In the passage on Mesabi Trust royalty income, give again the part that opens with the words "Minimum advance royalties, the" and closes with "so shipped annually.", replacing "gross proceeds" with "net proceeds" wherever it appears.

BEGIN Selected extract

Leasehold royalty income constitutes the principal source of the Trust’s revenue.  Royalty rates are determined in accordance with the terms of Mesabi Trust’s leases and assignments of leases.  Three types of royalties comprise the Trust’s leasehold royalty income:

 

      Overriding royalties, which historically constitute the majority of Mesabi Trust’s royalty income, are determined by both the volume and selling price of iron ore products shipped.

 

      Fee royalties, which historically constitute a smaller component of the Trust’s royalty income, are payable to Mesabi Land Trust, a Minnesota land trust of which Mesabi Trust is the sole beneficiary and for which US Bank N.A. acts as trustee, and are based on the amount of crude ore mined.  Currently, the fee royalty on crude ore is based on an agreed price per ton, subject to certain indexing.  Crude ore is the source of iron oxides used to make iron ore pellets and other products.

 

      Minimum advance royalties, the third type of royalty, are discussed below.

 

With respect to the volume component of royalty calculation, Northshore is obligated to pay Mesabi Trust base overriding royalties in varying amounts.  The volume component of overriding royalties constitutes a percentage of the gross proceeds of iron ore products produced at Mesabi Trust lands (and to a limited extent other lands) and shipped from Silver Bay, Minnesota.  The percentage ranges from 2-1/2% of the gross proceeds for the first one million tons of iron ore products so shipped annually to 6% of the gross proceeds for all iron ore products in excess of 4 million tons so shipped annually.

 

With respect to the selling price component of the overriding royalty calculation, Northshore is obligated to pay to Mesabi Trust royalty bonuses.  The royalty bonus is a percentage of the gross proceeds of product shipped from Silver Bay and sold at prices above a threshold price.  The threshold price is adjusted (but not below $30.00) on an annual basis for inflation and deflation (the “Adjusted Threshold Price”).  The Adjusted Threshold Price was $40.61 per ton for calendar year 2002, $41.13 per ton for calendar year 2003, and is $41.76 per ton for calendar year 2004.  The royalty bonus percentage ranges from 1/2 of 1% of the gross proceeds (on all tonnage shipped for sale at prices between the Adjusted Threshold Price and $2.00 above the Adjusted Threshold Price) to 3% of the gross proceeds on all

 

7



 

tonnage shipped for sale at prices $10.00 or more above the Adjusted Threshold Price.  No royalty bonus has been paid to the Trust for several years.

 

Generally, Northshore’s obligation to pay base overriding royalties and royalty bonuses with respect to the sale of iron ore products accrues upon the shipment of those products from Silver Bay.  However, regardless of whether any shipment has occurred, Northshore is obligated to pay to Mesabi Trust a minimum advance royalty.  Each year, the amount of the minimum advance royalty is adjusted (but not below $500,000 per annum) for inflation and deflation.  Advance royalties payable were $676,814 for calendar year 2002, $685,630 for calendar year 2003, and are $696,161 for calendar year 2004.  Until overriding royalties (and royalty bonuses, if any) for a particular year equal or exceed the minimum advance royalty for the year, Northshore must make quarterly payments of up to 25% of the minimum advance royalty for the year.  Because advance minimum royalties are essentially prepayments of base overriding and bonus royalties earned each year, any advance minimum royalties paid in a fiscal quarter are recouped by credits against base overriding and bonus royalties earned in later fiscal quarters during the year.  Historically, advance minimum royalties have been paid in the first fiscal quarter and recouped in the second fiscal quarter.

END Selected extract
BEGIN Record list

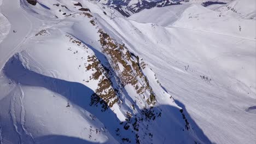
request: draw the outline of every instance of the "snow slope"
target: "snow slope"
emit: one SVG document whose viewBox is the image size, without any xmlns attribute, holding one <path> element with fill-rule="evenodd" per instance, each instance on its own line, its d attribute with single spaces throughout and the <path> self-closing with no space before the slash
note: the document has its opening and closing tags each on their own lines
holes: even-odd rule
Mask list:
<svg viewBox="0 0 256 144">
<path fill-rule="evenodd" d="M 245 7 L 245 5 L 246 7 Z M 235 0 L 216 9 L 222 15 L 231 15 L 238 18 L 255 20 L 256 2 L 253 0 Z"/>
<path fill-rule="evenodd" d="M 19 2 L 24 16 L 31 15 L 18 26 Z M 79 2 L 3 2 L 17 6 L 4 12 L 17 33 L 1 45 L 1 143 L 208 143 L 142 58 L 109 31 L 110 14 L 123 16 Z M 31 20 L 42 25 L 27 27 Z"/>
<path fill-rule="evenodd" d="M 127 19 L 91 1 L 37 2 L 3 1 L 16 7 L 0 43 L 1 143 L 256 141 L 253 20 L 196 4 Z M 15 25 L 22 11 L 31 29 Z"/>
<path fill-rule="evenodd" d="M 169 6 L 164 8 L 155 8 L 143 11 L 129 19 L 143 23 L 150 22 L 162 26 L 215 33 L 252 40 L 256 39 L 255 21 L 236 19 L 228 15 L 222 16 L 220 12 L 194 4 Z M 157 14 L 154 15 L 155 13 Z M 144 15 L 161 16 L 139 18 L 143 17 Z M 164 19 L 167 16 L 170 18 Z"/>
</svg>

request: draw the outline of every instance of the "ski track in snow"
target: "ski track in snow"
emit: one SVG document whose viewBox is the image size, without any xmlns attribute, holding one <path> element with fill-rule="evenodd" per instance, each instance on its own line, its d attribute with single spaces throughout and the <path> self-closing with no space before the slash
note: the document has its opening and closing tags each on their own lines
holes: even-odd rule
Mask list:
<svg viewBox="0 0 256 144">
<path fill-rule="evenodd" d="M 9 114 L 10 119 L 13 123 L 13 125 L 14 128 L 14 130 L 16 131 L 16 133 L 19 137 L 19 143 L 22 143 L 22 137 L 21 134 L 18 130 L 18 128 L 16 124 L 16 117 L 15 116 L 15 103 L 16 102 L 15 93 L 14 93 L 11 99 L 10 100 L 10 109 L 9 109 Z"/>
<path fill-rule="evenodd" d="M 20 123 L 21 126 L 21 128 L 22 129 L 22 130 L 25 133 L 25 134 L 28 136 L 28 137 L 31 137 L 31 140 L 32 142 L 32 143 L 34 143 L 34 138 L 33 137 L 32 135 L 31 135 L 31 133 L 30 133 L 27 130 L 26 130 L 26 126 L 25 126 L 25 123 L 26 123 L 26 110 L 24 107 L 24 92 L 23 91 L 21 86 L 20 85 L 19 85 L 19 88 L 20 88 L 20 92 L 21 93 L 21 96 L 20 97 Z"/>
<path fill-rule="evenodd" d="M 19 137 L 19 143 L 35 143 L 33 136 L 26 130 L 25 126 L 26 110 L 23 103 L 24 92 L 19 84 L 16 85 L 16 87 L 19 87 L 20 94 L 14 93 L 12 98 L 10 99 L 9 113 L 11 121 L 14 130 Z M 16 113 L 19 111 L 19 112 Z"/>
</svg>

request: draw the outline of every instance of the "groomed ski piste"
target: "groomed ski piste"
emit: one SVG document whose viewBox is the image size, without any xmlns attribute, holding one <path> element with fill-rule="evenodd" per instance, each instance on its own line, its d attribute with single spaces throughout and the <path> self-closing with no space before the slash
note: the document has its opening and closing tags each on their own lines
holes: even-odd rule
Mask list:
<svg viewBox="0 0 256 144">
<path fill-rule="evenodd" d="M 255 3 L 0 0 L 0 143 L 255 143 Z"/>
</svg>

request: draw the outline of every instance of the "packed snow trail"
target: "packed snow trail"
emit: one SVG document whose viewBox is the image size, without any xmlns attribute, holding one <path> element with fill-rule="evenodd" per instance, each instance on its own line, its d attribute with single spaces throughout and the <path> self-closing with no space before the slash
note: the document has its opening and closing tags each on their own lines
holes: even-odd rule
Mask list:
<svg viewBox="0 0 256 144">
<path fill-rule="evenodd" d="M 39 23 L 36 21 L 36 19 L 28 15 L 20 7 L 19 0 L 15 1 L 16 2 L 4 0 L 1 6 L 1 13 L 8 20 L 11 28 L 9 34 L 0 43 L 0 70 L 9 58 L 17 52 L 31 31 Z M 33 25 L 31 19 L 33 19 Z"/>
</svg>

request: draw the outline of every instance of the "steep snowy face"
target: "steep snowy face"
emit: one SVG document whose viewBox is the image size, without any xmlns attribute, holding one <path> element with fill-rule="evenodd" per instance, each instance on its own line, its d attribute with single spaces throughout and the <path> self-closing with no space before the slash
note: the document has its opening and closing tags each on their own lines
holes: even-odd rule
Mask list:
<svg viewBox="0 0 256 144">
<path fill-rule="evenodd" d="M 207 7 L 213 4 L 224 4 L 229 2 L 231 0 L 109 0 L 98 1 L 99 2 L 114 8 L 121 14 L 126 17 L 131 16 L 133 13 L 138 13 L 144 9 L 149 9 L 155 7 L 164 7 L 166 6 L 188 4 L 196 3 Z"/>
<path fill-rule="evenodd" d="M 246 7 L 245 7 L 246 5 Z M 256 19 L 256 2 L 253 0 L 233 1 L 216 9 L 223 15 L 245 19 Z"/>
<path fill-rule="evenodd" d="M 1 142 L 209 142 L 112 29 L 108 21 L 123 19 L 115 10 L 87 1 L 20 2 L 43 24 L 1 71 Z"/>
</svg>

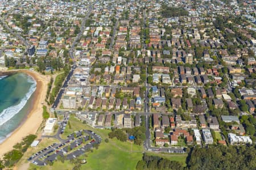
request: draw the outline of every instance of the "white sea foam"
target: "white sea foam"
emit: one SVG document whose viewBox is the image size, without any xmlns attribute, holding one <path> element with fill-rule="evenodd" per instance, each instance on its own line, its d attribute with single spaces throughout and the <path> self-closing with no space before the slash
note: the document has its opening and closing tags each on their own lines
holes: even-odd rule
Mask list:
<svg viewBox="0 0 256 170">
<path fill-rule="evenodd" d="M 36 82 L 32 78 L 28 78 L 28 82 L 32 83 L 33 84 L 30 87 L 28 92 L 26 94 L 26 96 L 22 98 L 20 102 L 16 105 L 11 106 L 4 109 L 0 113 L 0 126 L 8 121 L 16 114 L 19 113 L 19 112 L 20 111 L 20 110 L 26 105 L 27 100 L 30 98 L 32 94 L 35 91 L 36 88 Z"/>
<path fill-rule="evenodd" d="M 2 75 L 0 76 L 0 80 L 3 79 L 5 77 L 7 76 L 8 75 Z"/>
</svg>

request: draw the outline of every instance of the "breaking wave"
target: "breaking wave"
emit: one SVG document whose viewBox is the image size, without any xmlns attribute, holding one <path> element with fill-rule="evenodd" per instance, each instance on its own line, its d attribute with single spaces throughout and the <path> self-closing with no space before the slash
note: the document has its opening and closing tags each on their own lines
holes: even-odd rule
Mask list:
<svg viewBox="0 0 256 170">
<path fill-rule="evenodd" d="M 1 75 L 0 76 L 0 80 L 3 79 L 4 78 L 7 76 L 8 75 Z"/>
<path fill-rule="evenodd" d="M 0 113 L 0 126 L 6 123 L 22 109 L 27 103 L 27 100 L 36 89 L 36 82 L 32 77 L 30 78 L 30 78 L 28 79 L 28 82 L 32 84 L 30 86 L 28 92 L 22 99 L 20 102 L 17 105 L 10 107 L 4 109 Z"/>
</svg>

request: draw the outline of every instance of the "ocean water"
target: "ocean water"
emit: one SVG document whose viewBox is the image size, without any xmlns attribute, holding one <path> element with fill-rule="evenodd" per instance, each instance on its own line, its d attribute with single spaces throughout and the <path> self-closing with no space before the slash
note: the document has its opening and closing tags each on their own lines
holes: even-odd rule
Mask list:
<svg viewBox="0 0 256 170">
<path fill-rule="evenodd" d="M 36 82 L 24 73 L 0 76 L 0 143 L 26 118 L 36 88 Z"/>
</svg>

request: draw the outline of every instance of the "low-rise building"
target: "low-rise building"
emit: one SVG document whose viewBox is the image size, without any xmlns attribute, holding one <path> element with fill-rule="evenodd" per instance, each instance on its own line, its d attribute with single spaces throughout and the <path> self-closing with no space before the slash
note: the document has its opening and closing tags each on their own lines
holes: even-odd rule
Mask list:
<svg viewBox="0 0 256 170">
<path fill-rule="evenodd" d="M 228 134 L 229 143 L 232 145 L 251 144 L 253 143 L 249 136 L 237 136 L 233 133 Z"/>
<path fill-rule="evenodd" d="M 227 122 L 236 122 L 238 124 L 240 123 L 239 121 L 238 117 L 236 116 L 221 116 L 221 118 L 222 121 L 226 123 Z"/>
<path fill-rule="evenodd" d="M 213 138 L 212 136 L 212 133 L 209 129 L 203 129 L 203 138 L 205 144 L 213 144 Z"/>
<path fill-rule="evenodd" d="M 44 131 L 46 133 L 51 133 L 53 132 L 54 126 L 55 125 L 57 118 L 49 118 L 46 123 L 46 126 L 44 128 Z"/>
</svg>

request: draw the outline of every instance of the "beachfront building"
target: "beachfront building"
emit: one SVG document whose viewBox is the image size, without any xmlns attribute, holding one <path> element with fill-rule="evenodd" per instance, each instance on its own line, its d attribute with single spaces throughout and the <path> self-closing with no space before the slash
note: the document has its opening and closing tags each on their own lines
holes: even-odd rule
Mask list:
<svg viewBox="0 0 256 170">
<path fill-rule="evenodd" d="M 49 118 L 46 123 L 44 131 L 46 133 L 53 132 L 54 125 L 55 125 L 57 119 L 56 118 Z"/>
<path fill-rule="evenodd" d="M 62 104 L 64 109 L 75 109 L 76 108 L 76 96 L 74 95 L 64 95 Z"/>
<path fill-rule="evenodd" d="M 213 144 L 213 138 L 212 136 L 212 133 L 209 129 L 202 129 L 203 138 L 206 144 Z"/>
</svg>

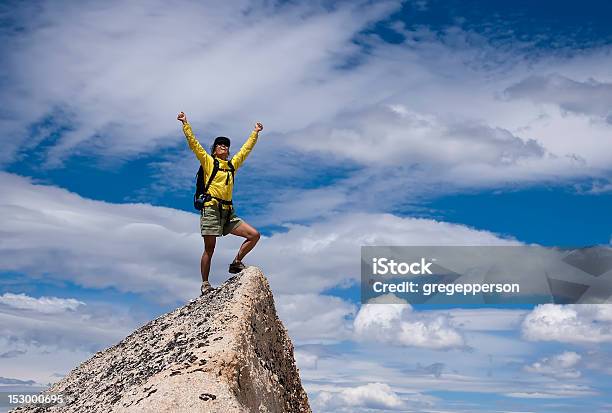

END Record list

*Answer for this exercise*
Minimum advance royalties, the third type of royalty, are discussed below.

 

With respect to the volume component of royalty calculation, Northshore is obligated to pay Mesabi Trust base overriding royalties in varying amounts.  The volume component of overriding royalties constitutes a percentage of the net proceeds of iron ore products produced at Mesabi Trust lands (and to a limited extent other lands) and shipped from Silver Bay, Minnesota.  The percentage ranges from 2-1/2% of the net proceeds for the first one million tons of iron ore products so shipped annually to 6% of the net proceeds for all iron ore products in excess of 4 million tons so shipped annually.